**Supplied information**

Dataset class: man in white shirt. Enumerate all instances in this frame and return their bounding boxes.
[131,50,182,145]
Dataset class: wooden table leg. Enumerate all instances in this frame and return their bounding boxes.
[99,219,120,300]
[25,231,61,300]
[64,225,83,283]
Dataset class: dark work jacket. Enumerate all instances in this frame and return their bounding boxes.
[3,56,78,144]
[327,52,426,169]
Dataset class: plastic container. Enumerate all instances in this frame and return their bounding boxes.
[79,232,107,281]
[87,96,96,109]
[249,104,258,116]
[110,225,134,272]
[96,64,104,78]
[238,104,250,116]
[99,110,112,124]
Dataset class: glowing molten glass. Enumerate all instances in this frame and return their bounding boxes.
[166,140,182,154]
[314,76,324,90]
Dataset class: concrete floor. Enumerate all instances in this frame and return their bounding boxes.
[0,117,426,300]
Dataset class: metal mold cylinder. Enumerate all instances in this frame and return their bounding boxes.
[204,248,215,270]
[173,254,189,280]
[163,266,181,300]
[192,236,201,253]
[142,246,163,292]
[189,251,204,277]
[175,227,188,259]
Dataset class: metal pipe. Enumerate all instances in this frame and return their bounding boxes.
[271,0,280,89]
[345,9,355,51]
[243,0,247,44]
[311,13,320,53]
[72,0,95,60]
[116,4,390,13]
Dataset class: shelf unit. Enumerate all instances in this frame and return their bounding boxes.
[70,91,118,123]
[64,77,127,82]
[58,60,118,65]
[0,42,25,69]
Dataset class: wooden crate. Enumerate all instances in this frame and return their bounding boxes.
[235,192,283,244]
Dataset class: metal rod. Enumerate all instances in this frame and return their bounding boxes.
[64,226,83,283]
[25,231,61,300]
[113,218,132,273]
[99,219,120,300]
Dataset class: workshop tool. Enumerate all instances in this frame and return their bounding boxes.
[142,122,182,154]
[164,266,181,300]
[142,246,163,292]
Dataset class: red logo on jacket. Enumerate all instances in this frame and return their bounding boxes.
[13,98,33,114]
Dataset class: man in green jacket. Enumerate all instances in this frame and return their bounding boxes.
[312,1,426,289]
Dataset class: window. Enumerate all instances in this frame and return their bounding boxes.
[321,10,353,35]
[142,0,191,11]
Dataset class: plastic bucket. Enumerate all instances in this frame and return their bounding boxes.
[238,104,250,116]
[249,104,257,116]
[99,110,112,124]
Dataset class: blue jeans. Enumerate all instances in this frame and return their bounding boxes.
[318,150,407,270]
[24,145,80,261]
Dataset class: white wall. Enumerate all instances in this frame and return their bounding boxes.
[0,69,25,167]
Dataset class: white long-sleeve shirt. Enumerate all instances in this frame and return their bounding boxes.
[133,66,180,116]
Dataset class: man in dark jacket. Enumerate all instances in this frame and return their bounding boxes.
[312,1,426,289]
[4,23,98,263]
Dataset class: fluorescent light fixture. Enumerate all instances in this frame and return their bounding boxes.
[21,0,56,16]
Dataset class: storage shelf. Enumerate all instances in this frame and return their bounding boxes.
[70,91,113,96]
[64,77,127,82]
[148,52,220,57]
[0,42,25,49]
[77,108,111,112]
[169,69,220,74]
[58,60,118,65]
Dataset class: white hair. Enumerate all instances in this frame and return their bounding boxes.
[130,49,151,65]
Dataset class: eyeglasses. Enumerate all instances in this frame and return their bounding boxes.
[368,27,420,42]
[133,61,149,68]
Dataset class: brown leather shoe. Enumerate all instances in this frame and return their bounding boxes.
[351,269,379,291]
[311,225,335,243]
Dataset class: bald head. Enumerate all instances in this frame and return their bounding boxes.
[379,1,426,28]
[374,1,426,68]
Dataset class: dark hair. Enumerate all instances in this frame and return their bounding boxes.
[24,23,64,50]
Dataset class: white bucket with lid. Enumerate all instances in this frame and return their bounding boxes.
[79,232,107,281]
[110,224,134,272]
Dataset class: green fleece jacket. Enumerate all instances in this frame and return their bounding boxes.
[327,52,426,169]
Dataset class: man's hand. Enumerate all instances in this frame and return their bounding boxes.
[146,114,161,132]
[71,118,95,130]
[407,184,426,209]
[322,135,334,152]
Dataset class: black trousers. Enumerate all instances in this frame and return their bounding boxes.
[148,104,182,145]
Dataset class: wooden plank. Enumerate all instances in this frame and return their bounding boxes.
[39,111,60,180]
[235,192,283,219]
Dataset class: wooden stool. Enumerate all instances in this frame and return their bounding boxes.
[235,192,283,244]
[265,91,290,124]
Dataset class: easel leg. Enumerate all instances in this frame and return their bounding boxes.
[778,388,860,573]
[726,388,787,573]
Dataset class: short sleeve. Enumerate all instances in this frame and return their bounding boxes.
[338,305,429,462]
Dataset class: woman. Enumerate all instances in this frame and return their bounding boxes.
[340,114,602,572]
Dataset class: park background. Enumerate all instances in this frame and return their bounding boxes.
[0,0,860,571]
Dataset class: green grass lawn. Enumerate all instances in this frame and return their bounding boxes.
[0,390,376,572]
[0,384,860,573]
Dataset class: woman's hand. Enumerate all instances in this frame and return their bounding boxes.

**Direction**
Render the material from the line containing "Dataset class: dark hair." through the line containing "[110,224,134,272]", both included, as a JSON list of strings with one string per line and no blank lines.

**Solution below**
[
  "Dataset class: dark hair. Enumerate all instances in this frame and return their bounding boxes.",
  "[24,23,64,50]",
  "Dataset class: white bucket with lid. Enumerate all instances in this frame and return their bounding boxes.",
  "[79,232,107,281]",
  "[110,224,134,272]"
]